#### Extrait de l'article:
Spectacle : Nelson Mandela pour les nuls
Simpliste, pétrie de bons sentiments, la comédie musicale « Madiba » pose les limites de la mythification du leader sud-africain.
La disparition de Mandela, le 5 décembre 2013, a provoqué une avalanche d’hommages plus ou moins réussis et plus ou moins intéressés. On se souvient du film de Justin Chadwick, Un long chemin vers la liberté, avec le charismatique Idris Elba dans le rôle-titre, sorti en salles quelques jours seulement avant la mort du leader politique. Les librairies ont eu droit à une foultitude de biographies et même à un manuel de management, Fédérer comme Mandela : comment obtenir adhésion et engagement (Guillaume Pigeat et Anne Vermès, Eyrolles), ou comment enseigner aux cols blancs à susciter l’adhésion « en marchant dans les pas de ce fin tacticien ». Alors pourquoi pas une comédie musicale ? C’est chose faite avec Madiba, le spectacle musical écrit et composé par Jean-Pierre Hadida, avec l’aide d’Alicia Sebrien pour le texte, qui tente de retracer le parcours de Mandela et l’évolution de son pays.

#### Contenu du listing:
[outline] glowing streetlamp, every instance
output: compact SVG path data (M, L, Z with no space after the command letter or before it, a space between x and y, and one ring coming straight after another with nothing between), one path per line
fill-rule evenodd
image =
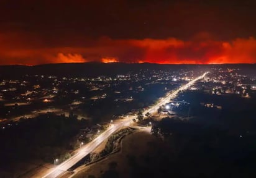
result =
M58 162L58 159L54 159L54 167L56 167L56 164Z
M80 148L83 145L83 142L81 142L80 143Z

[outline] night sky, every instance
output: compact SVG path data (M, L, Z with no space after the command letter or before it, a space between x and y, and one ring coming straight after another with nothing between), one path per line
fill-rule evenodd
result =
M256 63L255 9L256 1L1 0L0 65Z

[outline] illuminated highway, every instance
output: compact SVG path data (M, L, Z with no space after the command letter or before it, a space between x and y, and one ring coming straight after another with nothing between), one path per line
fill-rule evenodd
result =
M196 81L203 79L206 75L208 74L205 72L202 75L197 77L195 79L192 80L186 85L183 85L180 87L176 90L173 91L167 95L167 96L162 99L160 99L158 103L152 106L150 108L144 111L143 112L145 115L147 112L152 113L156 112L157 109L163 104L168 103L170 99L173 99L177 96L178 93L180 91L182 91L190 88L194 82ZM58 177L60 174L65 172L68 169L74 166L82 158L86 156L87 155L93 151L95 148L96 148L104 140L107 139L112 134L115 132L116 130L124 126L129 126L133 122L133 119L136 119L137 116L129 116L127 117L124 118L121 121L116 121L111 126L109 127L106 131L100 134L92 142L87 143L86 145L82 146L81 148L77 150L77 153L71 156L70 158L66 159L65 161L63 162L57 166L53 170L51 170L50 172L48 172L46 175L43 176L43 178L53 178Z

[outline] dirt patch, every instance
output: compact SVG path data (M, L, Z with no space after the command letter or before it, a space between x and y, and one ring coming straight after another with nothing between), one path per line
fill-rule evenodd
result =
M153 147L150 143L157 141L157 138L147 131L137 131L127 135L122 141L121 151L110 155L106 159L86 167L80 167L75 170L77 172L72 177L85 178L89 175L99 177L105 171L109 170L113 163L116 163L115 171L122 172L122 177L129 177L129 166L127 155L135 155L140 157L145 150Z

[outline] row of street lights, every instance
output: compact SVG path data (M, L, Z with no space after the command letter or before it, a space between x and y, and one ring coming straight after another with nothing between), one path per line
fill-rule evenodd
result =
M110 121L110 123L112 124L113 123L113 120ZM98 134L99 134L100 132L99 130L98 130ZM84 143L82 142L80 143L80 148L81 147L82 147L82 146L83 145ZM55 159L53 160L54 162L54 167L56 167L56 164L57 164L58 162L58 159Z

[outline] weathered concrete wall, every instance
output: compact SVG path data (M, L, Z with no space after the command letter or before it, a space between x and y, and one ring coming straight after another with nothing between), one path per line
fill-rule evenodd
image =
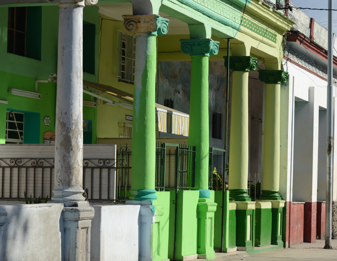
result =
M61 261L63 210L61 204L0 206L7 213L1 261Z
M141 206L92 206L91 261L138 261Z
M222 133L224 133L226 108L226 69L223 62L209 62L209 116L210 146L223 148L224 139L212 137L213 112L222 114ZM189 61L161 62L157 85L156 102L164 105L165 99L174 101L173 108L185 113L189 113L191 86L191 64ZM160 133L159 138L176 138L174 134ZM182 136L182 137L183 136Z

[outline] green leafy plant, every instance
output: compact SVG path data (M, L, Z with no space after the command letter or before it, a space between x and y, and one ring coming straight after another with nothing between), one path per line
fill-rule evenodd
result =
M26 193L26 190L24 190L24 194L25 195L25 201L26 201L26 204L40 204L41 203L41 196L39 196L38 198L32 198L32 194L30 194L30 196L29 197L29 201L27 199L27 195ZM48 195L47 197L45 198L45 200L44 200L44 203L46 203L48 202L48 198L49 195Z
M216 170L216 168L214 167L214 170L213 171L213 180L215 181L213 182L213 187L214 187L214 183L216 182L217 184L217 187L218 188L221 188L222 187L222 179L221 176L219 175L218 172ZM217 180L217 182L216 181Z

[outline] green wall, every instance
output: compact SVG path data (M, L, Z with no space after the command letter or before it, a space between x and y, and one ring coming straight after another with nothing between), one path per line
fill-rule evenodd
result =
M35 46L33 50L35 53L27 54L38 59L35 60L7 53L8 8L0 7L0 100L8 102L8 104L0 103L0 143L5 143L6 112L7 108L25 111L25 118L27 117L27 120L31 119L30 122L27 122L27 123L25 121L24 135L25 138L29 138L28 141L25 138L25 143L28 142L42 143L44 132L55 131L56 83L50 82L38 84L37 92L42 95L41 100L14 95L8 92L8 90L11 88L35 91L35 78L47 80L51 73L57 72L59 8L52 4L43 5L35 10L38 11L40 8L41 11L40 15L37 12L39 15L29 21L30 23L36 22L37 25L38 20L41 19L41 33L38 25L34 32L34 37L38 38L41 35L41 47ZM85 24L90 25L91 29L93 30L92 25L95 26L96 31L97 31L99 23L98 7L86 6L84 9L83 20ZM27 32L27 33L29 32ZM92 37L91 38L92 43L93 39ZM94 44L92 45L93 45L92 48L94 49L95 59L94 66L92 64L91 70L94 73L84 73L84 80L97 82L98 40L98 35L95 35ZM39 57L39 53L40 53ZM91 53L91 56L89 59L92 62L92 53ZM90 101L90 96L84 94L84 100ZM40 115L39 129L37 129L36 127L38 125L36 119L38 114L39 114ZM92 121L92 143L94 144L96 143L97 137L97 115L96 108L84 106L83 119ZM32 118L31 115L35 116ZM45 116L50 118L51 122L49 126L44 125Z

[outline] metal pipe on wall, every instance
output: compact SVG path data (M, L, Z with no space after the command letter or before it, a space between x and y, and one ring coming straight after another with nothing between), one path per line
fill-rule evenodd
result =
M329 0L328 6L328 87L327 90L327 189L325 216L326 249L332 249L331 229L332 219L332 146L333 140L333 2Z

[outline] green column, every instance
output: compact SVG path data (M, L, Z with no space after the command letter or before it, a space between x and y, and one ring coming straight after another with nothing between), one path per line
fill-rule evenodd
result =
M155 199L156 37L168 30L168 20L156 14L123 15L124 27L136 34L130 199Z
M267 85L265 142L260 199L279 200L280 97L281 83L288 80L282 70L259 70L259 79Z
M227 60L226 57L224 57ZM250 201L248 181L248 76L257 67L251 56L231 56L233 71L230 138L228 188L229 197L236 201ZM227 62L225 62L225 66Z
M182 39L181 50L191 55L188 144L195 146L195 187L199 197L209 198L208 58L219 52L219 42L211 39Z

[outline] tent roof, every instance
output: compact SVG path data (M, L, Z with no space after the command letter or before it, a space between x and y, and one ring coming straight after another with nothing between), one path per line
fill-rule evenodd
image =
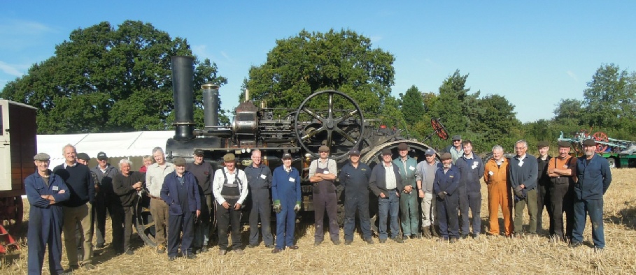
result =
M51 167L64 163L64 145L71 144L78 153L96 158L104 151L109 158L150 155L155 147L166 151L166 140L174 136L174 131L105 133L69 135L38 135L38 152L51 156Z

#### Consigne A:
D'après l'article, quel acteur tient le rôle-titre dans le film de Justin Chadwick consacré à Mandela ?
#### Consigne B:
Reproduisez le passage de l'article allant de « Spectacle : Nelson » jusqu'à « du leader sud-africain. », en substituant « dirigeant sud-africain » à « leader sud-africain ».
Le listing constitue un matériau distinct de l'article.

#### Réponse attendue A:
Idris Elba.

#### Réponse attendue B:
Spectacle : Nelson Mandela pour les nuls
Simpliste, pétrie de bons sentiments, la comédie musicale « Madiba » pose les limites de la mythification du dirigeant sud-africain.